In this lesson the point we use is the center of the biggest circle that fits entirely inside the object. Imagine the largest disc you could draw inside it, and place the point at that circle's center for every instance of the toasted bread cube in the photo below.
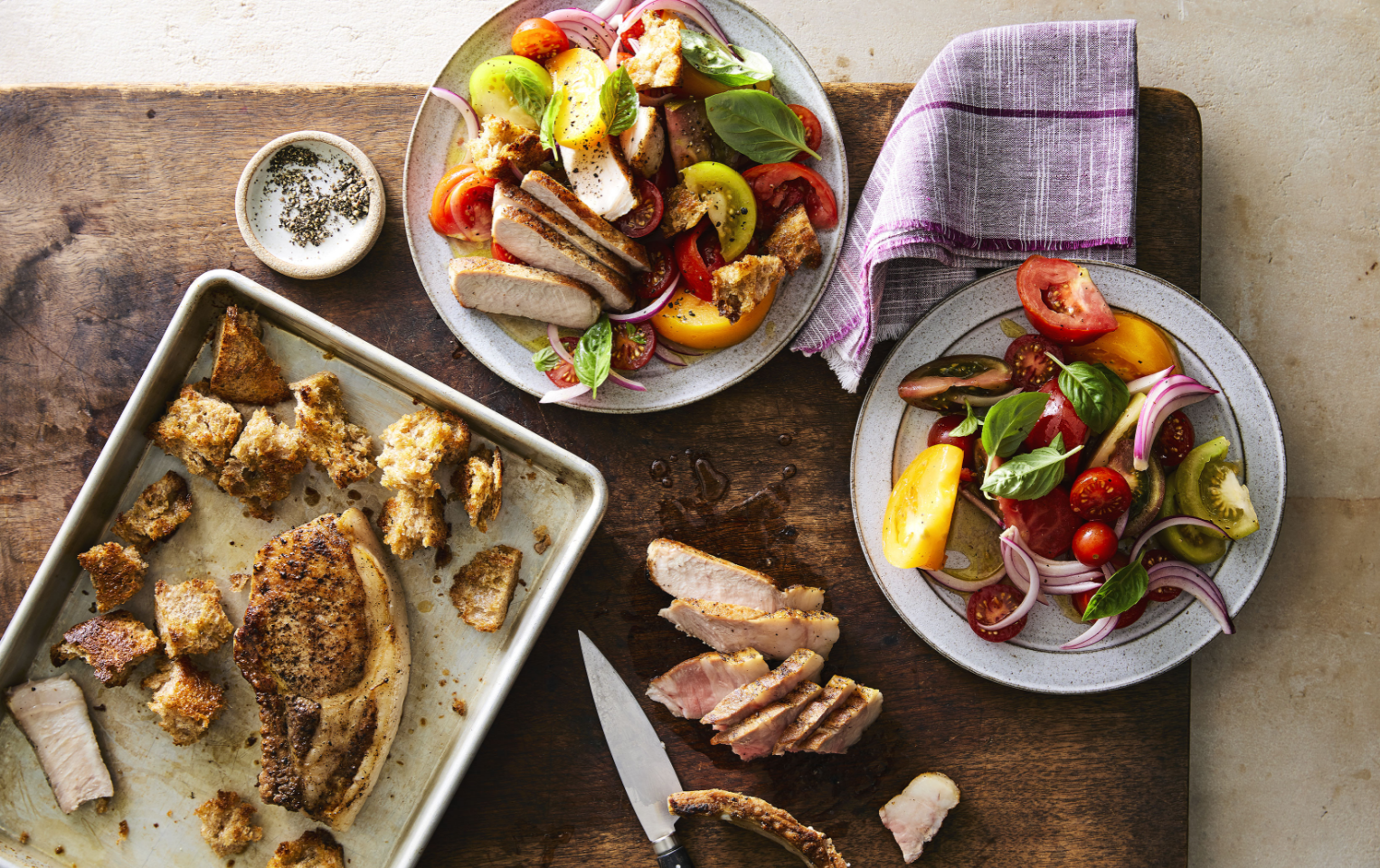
(185, 699)
(335, 445)
(419, 443)
(199, 429)
(742, 285)
(189, 617)
(112, 645)
(485, 587)
(243, 370)
(794, 241)
(262, 464)
(227, 826)
(116, 573)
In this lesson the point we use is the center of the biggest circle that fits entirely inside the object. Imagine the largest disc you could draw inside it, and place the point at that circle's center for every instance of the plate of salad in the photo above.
(626, 207)
(1068, 476)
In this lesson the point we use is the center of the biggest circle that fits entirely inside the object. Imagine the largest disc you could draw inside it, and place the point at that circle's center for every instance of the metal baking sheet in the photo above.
(159, 786)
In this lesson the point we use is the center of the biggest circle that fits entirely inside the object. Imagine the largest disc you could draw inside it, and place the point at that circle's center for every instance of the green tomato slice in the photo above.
(733, 210)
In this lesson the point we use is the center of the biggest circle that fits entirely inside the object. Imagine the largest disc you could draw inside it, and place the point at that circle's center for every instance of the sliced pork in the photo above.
(518, 290)
(551, 193)
(732, 628)
(760, 733)
(844, 728)
(687, 573)
(829, 700)
(802, 665)
(54, 719)
(535, 243)
(693, 687)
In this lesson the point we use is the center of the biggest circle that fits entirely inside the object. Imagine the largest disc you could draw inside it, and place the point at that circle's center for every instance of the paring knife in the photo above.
(638, 752)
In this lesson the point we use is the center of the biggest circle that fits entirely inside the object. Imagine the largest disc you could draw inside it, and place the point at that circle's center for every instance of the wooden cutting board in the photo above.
(112, 201)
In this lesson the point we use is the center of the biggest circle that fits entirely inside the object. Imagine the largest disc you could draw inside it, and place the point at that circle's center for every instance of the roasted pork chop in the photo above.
(325, 646)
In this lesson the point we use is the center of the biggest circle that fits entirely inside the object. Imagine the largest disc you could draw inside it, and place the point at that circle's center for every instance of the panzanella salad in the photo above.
(627, 177)
(1067, 468)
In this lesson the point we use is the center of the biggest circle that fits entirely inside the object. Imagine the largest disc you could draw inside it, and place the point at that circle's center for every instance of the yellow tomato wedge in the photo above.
(918, 514)
(580, 118)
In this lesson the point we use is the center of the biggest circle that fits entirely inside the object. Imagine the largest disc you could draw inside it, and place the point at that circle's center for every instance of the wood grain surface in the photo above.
(113, 201)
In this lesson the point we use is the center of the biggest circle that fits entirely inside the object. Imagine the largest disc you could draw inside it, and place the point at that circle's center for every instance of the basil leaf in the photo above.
(714, 60)
(1009, 421)
(593, 355)
(1033, 475)
(1122, 590)
(526, 91)
(757, 125)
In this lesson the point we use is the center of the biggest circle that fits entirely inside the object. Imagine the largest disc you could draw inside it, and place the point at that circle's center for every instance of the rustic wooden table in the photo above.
(113, 201)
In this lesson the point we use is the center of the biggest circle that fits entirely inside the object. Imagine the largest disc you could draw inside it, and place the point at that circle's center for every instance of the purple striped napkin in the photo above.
(1017, 139)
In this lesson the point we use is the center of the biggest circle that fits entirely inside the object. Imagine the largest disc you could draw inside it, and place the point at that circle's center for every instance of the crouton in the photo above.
(332, 440)
(794, 241)
(189, 617)
(227, 826)
(657, 61)
(262, 464)
(116, 573)
(156, 514)
(185, 699)
(485, 587)
(742, 285)
(243, 369)
(413, 521)
(416, 445)
(480, 482)
(199, 429)
(504, 144)
(112, 645)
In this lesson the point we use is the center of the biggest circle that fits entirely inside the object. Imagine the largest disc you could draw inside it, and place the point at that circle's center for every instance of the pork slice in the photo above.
(732, 628)
(509, 193)
(829, 700)
(551, 193)
(535, 243)
(758, 734)
(693, 687)
(757, 694)
(844, 728)
(519, 290)
(689, 573)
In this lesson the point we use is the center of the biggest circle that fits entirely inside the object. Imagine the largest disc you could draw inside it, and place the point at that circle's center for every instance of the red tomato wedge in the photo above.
(1062, 301)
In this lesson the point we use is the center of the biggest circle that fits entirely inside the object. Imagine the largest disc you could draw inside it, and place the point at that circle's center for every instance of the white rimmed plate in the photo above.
(666, 387)
(891, 434)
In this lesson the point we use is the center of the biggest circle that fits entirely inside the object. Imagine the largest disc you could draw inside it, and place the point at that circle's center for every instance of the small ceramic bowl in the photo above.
(259, 206)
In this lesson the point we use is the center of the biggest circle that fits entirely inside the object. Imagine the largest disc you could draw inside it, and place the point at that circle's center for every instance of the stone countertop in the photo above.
(1290, 97)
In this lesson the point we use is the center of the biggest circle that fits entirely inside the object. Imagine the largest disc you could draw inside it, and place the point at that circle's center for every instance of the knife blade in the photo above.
(638, 754)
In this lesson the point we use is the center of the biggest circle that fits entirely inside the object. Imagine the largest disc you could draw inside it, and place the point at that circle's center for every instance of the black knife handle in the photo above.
(676, 857)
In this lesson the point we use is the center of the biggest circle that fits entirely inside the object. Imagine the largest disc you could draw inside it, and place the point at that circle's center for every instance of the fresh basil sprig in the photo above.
(1097, 393)
(619, 102)
(1033, 475)
(526, 91)
(1122, 590)
(757, 125)
(593, 355)
(714, 60)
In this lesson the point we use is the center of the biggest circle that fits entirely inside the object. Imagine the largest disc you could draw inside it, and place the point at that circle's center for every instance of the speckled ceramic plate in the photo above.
(891, 434)
(666, 387)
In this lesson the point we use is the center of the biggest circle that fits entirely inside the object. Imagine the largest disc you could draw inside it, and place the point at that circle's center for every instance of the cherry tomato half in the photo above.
(991, 605)
(646, 214)
(1100, 495)
(538, 39)
(1175, 439)
(1030, 366)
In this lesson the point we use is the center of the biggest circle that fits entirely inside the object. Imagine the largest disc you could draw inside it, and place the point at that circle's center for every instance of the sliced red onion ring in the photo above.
(1170, 522)
(466, 110)
(1100, 629)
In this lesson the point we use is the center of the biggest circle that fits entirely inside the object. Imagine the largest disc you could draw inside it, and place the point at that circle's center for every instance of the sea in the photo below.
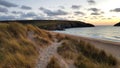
(109, 33)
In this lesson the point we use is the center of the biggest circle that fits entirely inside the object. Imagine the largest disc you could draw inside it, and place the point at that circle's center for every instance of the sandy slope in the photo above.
(47, 53)
(108, 46)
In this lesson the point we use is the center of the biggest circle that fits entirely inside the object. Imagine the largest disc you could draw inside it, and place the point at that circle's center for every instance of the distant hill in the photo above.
(53, 24)
(117, 24)
(27, 46)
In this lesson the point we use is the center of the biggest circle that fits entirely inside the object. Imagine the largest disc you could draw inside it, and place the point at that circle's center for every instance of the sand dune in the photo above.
(108, 46)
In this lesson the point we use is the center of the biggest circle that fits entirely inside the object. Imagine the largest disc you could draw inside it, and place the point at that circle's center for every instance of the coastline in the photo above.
(109, 47)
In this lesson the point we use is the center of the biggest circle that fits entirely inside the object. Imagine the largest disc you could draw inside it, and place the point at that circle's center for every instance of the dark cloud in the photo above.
(3, 10)
(75, 6)
(7, 17)
(7, 4)
(26, 7)
(94, 9)
(17, 12)
(29, 14)
(95, 13)
(115, 10)
(53, 13)
(91, 2)
(79, 12)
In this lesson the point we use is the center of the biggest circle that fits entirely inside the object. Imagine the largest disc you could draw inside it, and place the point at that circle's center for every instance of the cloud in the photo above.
(10, 17)
(79, 12)
(29, 14)
(94, 9)
(91, 2)
(7, 4)
(3, 10)
(26, 7)
(75, 6)
(115, 10)
(53, 13)
(95, 13)
(17, 12)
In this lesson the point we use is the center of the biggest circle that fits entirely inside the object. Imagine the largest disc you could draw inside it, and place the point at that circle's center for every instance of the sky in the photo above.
(97, 12)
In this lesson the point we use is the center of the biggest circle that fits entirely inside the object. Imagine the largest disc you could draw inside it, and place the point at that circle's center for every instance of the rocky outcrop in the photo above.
(118, 24)
(54, 24)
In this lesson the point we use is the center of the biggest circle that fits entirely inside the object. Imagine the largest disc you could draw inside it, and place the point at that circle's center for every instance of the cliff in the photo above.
(54, 24)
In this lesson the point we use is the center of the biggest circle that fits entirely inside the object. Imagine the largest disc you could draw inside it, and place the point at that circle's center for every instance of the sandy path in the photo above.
(47, 53)
(108, 46)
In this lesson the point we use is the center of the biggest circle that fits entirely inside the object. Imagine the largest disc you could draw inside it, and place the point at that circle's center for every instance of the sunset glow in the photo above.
(97, 12)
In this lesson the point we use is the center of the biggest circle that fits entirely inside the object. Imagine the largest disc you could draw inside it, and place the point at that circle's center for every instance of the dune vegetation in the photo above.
(20, 45)
(17, 50)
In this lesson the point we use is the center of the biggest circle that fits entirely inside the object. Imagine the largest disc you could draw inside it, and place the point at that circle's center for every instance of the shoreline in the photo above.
(109, 47)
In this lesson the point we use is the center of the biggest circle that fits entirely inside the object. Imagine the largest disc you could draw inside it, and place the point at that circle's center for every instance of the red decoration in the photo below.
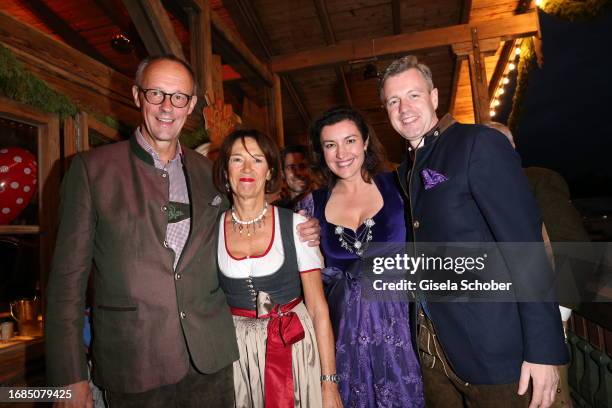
(18, 170)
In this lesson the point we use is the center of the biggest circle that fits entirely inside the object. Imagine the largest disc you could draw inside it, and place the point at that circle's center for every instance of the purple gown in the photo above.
(375, 359)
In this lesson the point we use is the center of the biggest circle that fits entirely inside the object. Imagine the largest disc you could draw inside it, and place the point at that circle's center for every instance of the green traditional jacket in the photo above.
(148, 319)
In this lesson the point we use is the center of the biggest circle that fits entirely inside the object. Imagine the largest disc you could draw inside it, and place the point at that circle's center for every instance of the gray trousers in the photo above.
(194, 390)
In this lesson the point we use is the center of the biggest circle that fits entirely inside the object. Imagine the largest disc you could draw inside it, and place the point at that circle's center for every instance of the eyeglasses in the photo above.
(157, 97)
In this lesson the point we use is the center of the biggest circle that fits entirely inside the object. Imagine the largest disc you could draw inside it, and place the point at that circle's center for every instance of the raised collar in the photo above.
(144, 151)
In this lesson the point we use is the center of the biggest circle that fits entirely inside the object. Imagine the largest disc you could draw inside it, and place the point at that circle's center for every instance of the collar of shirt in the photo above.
(444, 123)
(149, 149)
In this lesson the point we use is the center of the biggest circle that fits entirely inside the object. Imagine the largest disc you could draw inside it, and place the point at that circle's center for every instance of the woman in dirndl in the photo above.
(273, 285)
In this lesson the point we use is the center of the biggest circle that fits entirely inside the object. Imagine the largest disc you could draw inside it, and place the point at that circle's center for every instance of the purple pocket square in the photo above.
(432, 178)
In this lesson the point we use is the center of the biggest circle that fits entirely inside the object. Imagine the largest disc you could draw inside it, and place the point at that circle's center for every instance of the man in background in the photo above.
(297, 175)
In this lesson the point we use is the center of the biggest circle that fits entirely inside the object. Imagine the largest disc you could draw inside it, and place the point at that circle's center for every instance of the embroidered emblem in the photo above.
(432, 178)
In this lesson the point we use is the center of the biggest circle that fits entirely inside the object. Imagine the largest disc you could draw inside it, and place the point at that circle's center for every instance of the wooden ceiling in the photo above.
(273, 29)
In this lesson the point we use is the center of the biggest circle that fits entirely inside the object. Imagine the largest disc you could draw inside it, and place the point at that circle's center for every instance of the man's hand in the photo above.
(309, 230)
(545, 382)
(81, 396)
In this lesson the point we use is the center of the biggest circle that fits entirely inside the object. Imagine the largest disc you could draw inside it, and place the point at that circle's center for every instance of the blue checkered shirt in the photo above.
(176, 232)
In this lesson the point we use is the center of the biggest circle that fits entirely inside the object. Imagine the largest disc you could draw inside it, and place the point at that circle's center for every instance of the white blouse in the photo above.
(308, 258)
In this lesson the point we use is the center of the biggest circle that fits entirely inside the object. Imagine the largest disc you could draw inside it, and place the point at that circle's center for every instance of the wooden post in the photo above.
(201, 49)
(277, 108)
(478, 79)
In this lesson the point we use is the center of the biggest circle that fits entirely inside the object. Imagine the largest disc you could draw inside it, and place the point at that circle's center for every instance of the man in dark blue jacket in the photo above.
(464, 183)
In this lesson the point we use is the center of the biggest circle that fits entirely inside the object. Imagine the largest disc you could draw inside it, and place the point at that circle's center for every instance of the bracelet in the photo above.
(335, 378)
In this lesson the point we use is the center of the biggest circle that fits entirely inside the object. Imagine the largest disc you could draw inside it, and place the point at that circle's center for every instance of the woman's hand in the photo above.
(309, 230)
(331, 396)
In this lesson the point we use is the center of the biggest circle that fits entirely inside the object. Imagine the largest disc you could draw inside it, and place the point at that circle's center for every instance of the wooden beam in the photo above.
(111, 10)
(396, 14)
(504, 55)
(87, 82)
(463, 19)
(506, 28)
(227, 35)
(290, 88)
(60, 27)
(330, 39)
(248, 14)
(201, 50)
(154, 27)
(478, 80)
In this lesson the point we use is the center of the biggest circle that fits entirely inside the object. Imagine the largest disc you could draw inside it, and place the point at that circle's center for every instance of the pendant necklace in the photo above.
(250, 225)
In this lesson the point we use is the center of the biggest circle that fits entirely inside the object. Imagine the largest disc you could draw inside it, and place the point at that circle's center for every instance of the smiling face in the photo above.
(343, 149)
(163, 123)
(247, 169)
(410, 104)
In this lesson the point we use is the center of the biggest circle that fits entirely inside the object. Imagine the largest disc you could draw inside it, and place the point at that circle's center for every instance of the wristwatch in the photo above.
(335, 378)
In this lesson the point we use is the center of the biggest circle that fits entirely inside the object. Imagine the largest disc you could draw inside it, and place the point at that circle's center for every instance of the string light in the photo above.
(511, 65)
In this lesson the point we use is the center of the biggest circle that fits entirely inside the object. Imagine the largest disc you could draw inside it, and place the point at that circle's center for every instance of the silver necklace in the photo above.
(250, 225)
(358, 243)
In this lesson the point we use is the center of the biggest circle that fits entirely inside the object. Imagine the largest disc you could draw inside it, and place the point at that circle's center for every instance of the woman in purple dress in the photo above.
(375, 358)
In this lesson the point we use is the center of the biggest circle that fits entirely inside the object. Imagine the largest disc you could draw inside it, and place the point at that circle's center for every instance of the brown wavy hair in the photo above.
(374, 154)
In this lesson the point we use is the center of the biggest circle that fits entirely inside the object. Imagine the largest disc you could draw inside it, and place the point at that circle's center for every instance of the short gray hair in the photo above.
(142, 67)
(401, 65)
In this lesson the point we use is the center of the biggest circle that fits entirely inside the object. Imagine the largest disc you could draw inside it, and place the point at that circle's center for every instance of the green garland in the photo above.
(570, 10)
(22, 86)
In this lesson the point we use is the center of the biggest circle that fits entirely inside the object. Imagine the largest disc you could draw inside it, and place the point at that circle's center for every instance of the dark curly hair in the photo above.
(267, 146)
(374, 155)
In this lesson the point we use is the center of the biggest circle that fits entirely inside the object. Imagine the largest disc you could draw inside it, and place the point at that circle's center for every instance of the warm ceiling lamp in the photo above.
(122, 44)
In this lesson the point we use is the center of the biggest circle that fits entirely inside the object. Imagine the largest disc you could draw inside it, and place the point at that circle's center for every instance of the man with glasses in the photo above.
(297, 176)
(143, 211)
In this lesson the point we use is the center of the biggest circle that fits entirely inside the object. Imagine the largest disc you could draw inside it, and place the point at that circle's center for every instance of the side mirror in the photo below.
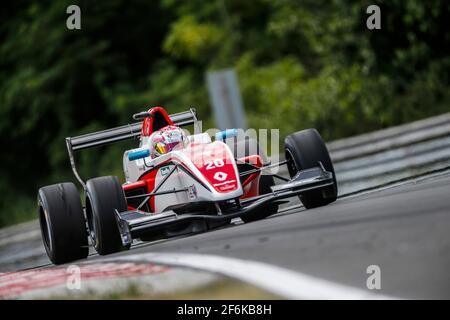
(229, 133)
(140, 154)
(141, 115)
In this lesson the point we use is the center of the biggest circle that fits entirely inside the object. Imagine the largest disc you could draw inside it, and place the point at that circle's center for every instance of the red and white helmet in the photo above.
(166, 140)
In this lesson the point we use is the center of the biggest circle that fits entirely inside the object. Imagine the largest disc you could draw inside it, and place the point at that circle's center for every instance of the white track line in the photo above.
(280, 281)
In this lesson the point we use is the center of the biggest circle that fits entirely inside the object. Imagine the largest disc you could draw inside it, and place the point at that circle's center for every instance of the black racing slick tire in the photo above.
(62, 222)
(265, 182)
(104, 195)
(304, 149)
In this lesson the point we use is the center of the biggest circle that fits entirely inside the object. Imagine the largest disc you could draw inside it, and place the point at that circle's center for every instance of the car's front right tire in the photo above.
(62, 222)
(104, 195)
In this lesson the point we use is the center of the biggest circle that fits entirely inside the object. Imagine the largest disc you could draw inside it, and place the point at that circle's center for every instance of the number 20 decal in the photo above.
(211, 164)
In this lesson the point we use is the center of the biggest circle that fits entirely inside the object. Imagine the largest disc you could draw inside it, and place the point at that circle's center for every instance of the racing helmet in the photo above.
(165, 140)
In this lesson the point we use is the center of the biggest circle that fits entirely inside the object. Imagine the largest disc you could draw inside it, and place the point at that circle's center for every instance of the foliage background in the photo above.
(310, 63)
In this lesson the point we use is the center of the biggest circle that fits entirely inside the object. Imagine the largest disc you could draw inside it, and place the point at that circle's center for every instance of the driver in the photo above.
(165, 140)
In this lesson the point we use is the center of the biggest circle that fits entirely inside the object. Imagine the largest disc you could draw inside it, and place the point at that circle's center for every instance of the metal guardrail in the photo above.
(392, 154)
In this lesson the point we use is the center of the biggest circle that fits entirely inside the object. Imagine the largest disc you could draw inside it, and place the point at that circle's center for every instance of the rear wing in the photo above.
(129, 131)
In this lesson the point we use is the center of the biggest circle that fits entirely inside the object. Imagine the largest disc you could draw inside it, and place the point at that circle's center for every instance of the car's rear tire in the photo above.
(305, 149)
(62, 222)
(104, 195)
(265, 182)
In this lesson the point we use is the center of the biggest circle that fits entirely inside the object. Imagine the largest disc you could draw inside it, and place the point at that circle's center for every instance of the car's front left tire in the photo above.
(104, 195)
(62, 222)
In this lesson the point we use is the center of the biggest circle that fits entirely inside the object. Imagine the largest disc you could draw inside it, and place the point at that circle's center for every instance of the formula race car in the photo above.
(177, 183)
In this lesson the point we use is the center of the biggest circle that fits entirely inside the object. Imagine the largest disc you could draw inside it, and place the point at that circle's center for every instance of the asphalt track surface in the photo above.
(404, 230)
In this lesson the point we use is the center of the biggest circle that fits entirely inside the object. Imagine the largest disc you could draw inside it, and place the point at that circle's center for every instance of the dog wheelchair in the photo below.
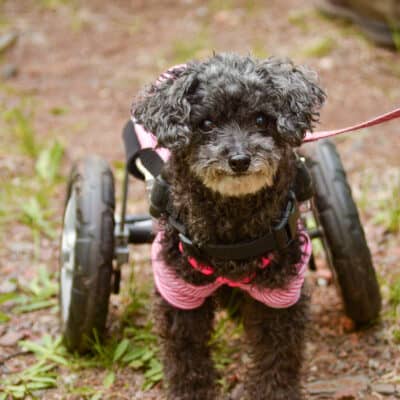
————————
**EXERCISE:**
How many lines in the material above contain the string "post", matching case exactly? Reply with the number only.

**RESULT:**
1